◆ Texte
---+---

CENSURE HOMOPHOBE

RAFIKI


Elles sont jeunes. Elles sont jolies. Elles commettent le crime de s’aimer. Leur histoire doit donc être censurée. Sélectionné dans la catégorie “Un certain regard” du festival de Cannes 2018, le film kenyan “Rafiki” est interdit dans son pays d’origine. Sa réalisatrice, Wanuri Kahiu, est passée du statut de grande réalisatrice et fierté nationale à celui de traitresse et paria du septième art. Son film est pourtant loin d’être le creuset de perversions subversives dont les autorités l’accusent. Adapté du roman “Jambula Tree” de l’Ougandaise Monica Arac de Nyeko, il raconte la naissance d’un amour lesbien entre deux jeunes femmes issues de clans rivaux.

Le KFCB, comité kényan de classification des films, a décrété que ce long métrage devait être banni des grands écrans en raison « de son thème homosexuel et de son but évident de promouvoir le lesbianisme au Kenya, ce qui est illégal et heurte la culture et les valeurs morales du peuple kényan ». Ce communiqué d’un autre âge tente de justifier une position rétrograde qui avait déjà conduit à l’interdiction d’un autre film en 2014. Réalisé par un collectif d’artistes de Nairobi et intitulé “Les histoires de nos vies”, il donnait un coup de projecteur sur les conditions de vie de la communauté LGBT dans ce pays de l’Afrique de l’Est où les relations entre personnes de même sexe sont sévèrement réprimées. Les peines encourues pour ce chef d’accusation peuvent aller jusqu’à 14 ans de prison !

---+---

Enregistrements issus d'une collection
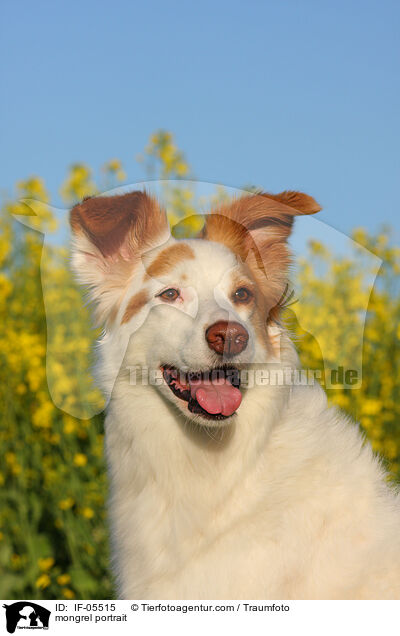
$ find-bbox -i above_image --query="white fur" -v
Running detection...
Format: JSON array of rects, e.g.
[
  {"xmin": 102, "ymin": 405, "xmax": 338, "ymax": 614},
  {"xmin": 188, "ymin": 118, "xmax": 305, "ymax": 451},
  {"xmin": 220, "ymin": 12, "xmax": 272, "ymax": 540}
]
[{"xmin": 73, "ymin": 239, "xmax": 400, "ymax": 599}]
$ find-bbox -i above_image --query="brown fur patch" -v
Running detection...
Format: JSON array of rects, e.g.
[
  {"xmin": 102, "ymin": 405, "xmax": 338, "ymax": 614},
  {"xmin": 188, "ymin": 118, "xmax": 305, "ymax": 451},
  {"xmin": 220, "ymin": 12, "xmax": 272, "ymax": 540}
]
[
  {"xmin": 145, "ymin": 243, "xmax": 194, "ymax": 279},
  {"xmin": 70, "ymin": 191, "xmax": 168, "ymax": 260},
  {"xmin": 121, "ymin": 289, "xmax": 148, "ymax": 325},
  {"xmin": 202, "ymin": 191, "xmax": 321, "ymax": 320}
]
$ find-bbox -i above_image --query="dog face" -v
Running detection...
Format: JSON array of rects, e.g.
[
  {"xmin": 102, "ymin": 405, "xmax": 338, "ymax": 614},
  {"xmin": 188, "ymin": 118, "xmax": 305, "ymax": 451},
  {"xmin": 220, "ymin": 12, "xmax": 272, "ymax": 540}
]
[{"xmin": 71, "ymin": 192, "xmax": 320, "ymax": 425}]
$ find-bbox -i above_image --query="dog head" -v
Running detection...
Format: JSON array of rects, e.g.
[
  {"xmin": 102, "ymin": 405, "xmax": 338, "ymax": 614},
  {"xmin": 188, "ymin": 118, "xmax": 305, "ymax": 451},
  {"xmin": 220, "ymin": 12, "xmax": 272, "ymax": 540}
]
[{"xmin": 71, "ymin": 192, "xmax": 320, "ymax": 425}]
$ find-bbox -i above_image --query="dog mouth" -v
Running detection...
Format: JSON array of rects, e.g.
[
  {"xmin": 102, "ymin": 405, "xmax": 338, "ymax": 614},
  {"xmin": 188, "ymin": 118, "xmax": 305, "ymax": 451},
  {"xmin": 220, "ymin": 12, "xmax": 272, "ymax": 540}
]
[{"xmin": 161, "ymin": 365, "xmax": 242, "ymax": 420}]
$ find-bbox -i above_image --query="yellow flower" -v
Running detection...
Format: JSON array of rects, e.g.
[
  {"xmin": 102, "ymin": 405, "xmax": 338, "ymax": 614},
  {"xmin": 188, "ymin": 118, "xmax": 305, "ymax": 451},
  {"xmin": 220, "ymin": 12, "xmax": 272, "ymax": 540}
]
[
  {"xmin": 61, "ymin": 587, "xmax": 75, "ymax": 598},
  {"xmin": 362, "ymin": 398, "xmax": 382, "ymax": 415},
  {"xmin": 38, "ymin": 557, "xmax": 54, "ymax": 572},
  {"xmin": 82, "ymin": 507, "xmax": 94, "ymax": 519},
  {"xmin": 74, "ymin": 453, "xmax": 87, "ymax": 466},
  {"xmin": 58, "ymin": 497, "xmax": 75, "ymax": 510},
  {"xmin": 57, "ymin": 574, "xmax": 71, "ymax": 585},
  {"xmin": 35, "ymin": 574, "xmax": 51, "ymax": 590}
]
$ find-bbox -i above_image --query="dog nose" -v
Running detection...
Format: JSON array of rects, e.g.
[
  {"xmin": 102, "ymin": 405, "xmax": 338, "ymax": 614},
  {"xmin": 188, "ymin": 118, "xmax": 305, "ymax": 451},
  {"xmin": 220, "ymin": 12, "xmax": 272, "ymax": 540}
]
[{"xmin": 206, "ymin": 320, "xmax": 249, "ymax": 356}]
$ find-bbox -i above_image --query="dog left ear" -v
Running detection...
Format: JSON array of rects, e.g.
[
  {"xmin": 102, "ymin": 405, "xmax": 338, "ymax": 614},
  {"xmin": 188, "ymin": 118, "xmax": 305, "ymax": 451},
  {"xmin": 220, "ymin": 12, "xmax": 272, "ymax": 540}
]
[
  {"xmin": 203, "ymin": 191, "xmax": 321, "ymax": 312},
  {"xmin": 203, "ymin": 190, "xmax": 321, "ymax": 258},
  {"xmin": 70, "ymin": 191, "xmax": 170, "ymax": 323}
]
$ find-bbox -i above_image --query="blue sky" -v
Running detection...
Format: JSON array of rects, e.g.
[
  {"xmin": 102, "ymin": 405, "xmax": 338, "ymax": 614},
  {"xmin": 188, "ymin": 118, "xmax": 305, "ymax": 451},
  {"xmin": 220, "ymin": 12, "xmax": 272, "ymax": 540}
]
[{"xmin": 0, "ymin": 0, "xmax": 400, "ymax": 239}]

---+---

◆ Objectif
Pouvez-vous recopier mot pour mot le passage de l'article sur la censure du film Rafiki qui s'ouvre sur les mots contenant "Le KFCB, comité" et se clôt sur "de prison !" ?

◆ Réponse finale
Le KFCB, comité kényan de classification des films, a décrété que ce long métrage devait être banni des grands écrans en raison « de son thème homosexuel et de son but évident de promouvoir le lesbianisme au Kenya, ce qui est illégal et heurte la culture et les valeurs morales du peuple kényan ». Ce communiqué d’un autre âge tente de justifier une position rétrograde qui avait déjà conduit à l’interdiction d’un autre film en 2014. Réalisé par un collectif d’artistes de Nairobi et intitulé “Les histoires de nos vies”, il donnait un coup de projecteur sur les conditions de vie de la communauté LGBT dans ce pays de l’Afrique de l’Est où les relations entre personnes de même sexe sont sévèrement réprimées. Les peines encourues pour ce chef d’accusation peuvent aller jusqu’à 14 ans de prison !